_OBJECTIVE_. Set down each entry exactly as given; pictures should not appear in the copy.
BEGIN EXTRACTED MATERIAL
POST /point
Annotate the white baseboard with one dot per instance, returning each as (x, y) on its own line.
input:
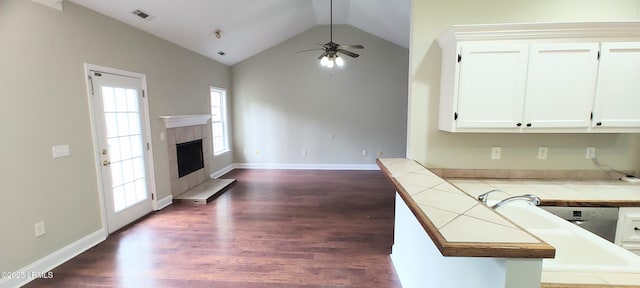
(164, 202)
(42, 267)
(219, 173)
(292, 166)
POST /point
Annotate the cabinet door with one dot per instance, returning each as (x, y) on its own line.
(561, 85)
(618, 86)
(491, 85)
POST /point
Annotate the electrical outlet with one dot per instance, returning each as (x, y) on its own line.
(496, 153)
(60, 151)
(542, 153)
(591, 153)
(39, 229)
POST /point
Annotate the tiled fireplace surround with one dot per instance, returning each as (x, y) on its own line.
(183, 134)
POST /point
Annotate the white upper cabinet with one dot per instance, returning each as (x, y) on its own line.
(618, 90)
(561, 83)
(541, 78)
(491, 85)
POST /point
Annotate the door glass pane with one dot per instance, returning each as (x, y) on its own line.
(126, 146)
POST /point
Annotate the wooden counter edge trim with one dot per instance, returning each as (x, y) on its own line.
(468, 249)
(590, 203)
(559, 285)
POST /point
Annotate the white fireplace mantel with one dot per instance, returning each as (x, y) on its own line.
(185, 120)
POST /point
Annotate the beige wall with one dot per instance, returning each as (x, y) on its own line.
(435, 148)
(43, 103)
(284, 102)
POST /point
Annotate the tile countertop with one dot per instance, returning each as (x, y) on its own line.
(602, 193)
(458, 224)
(566, 193)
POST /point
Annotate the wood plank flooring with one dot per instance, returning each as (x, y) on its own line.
(273, 228)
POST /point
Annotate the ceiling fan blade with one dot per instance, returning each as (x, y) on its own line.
(308, 50)
(348, 53)
(358, 46)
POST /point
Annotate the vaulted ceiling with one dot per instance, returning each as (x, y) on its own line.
(248, 27)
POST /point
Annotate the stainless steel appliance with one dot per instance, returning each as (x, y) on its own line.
(598, 220)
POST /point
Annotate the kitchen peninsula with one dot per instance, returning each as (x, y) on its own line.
(441, 232)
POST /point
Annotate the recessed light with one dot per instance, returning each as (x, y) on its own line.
(141, 14)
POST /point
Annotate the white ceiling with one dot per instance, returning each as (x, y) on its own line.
(251, 26)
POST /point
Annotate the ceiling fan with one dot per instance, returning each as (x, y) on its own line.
(330, 50)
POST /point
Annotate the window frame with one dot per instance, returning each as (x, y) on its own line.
(224, 120)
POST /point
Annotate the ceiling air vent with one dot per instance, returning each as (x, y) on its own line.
(141, 14)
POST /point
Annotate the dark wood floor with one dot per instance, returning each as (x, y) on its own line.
(273, 228)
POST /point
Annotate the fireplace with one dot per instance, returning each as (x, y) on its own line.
(197, 165)
(190, 158)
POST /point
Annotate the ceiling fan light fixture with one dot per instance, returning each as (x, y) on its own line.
(324, 61)
(330, 63)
END EXTRACTED MATERIAL
_COMPLETE RESPONSE_.
POST /point
Annotate the white baseboard with one dot per instance, returning each as (x, y) on its own line.
input:
(164, 202)
(42, 267)
(219, 173)
(292, 166)
POST /point
Annotate the cabinet door with one dot per instance, returning each as (x, y) on its own line.
(561, 85)
(618, 86)
(491, 85)
POST /point
Annotate the electrical outlet with one dot per instance, returning each as (x, y) on its own line.
(496, 153)
(60, 151)
(542, 153)
(591, 153)
(39, 229)
POST /point
Annotate the tiled fireplace surround with one dot per instance, returning each as (x, y) on its own line.
(183, 134)
POST /point
Annotate the white upper cabinet with one dot per instance, returning each as (x, y) on its own line.
(618, 90)
(561, 83)
(541, 78)
(491, 85)
POST /point
Annotate the door glass pane with one dot per instance, returning each as (x, y) on its own line.
(126, 146)
POST /point
Annotate the wooden counter edge trim with one dot per instance, returning each as (x, y) on its own line.
(468, 249)
(590, 203)
(559, 285)
POST /point
Annotate the white fireplace mantel with one dot per instance, returning each as (x, y) on its own line.
(185, 120)
POST /point
Annotate the beige wall with one dot per instance, returning each as (x, y) on its own line.
(435, 148)
(43, 103)
(284, 102)
POST /point
Annotate the tile countertop with one dot per instance, returning each as (x, y) on its own line.
(602, 193)
(458, 224)
(566, 193)
POST /point
Annotate the wood plank flooring with one dot per instance, returning each as (x, y) on its own line.
(273, 228)
POST /point
Annotate the ceiling fan blade with one dot per instance, returning each as (x, y) on its own line.
(308, 50)
(348, 53)
(358, 46)
POST /point
Annotate the vaulted ceiling with one dot per instance, returning each as (x, y) on its own line.
(248, 27)
POST /point
Annotate the stainless steel appliance with one dot per instance, returning each as (x, y) on its own line.
(598, 220)
POST /point
Annotate the kitchen peninsula with one dot per instance, returning each as (x, y) on its own line.
(441, 232)
POST /point
Annotate the recessed light with one dot per instance, returning each as (x, y) on its own line.
(141, 14)
POST /point
Annotate the white ceiling with one dot per instance, returning each as (x, y) on its own line.
(251, 26)
POST /point
Annotate the ceiling fan with one dot per instance, returning each as (x, y) on its own line.
(330, 50)
POST /point
Annotate the window frame with one dot per instance, returning each as (x, y) on its own line.
(224, 120)
POST /point
Annotate the ceiling air vent with one dot per instance, returning each as (x, y) on its own line.
(141, 14)
POST /point
Annotate the dark wood floor with one dot per instance, returning each as (x, y) on its own line.
(273, 228)
POST /point
Annotate the fireplace with one dot per instance, returning each as (x, y) on its own line.
(197, 165)
(190, 158)
POST /point
Annotate the ceiling fan light fixture with one dot per instance, returning each as (x, y) on its own line.
(324, 61)
(330, 63)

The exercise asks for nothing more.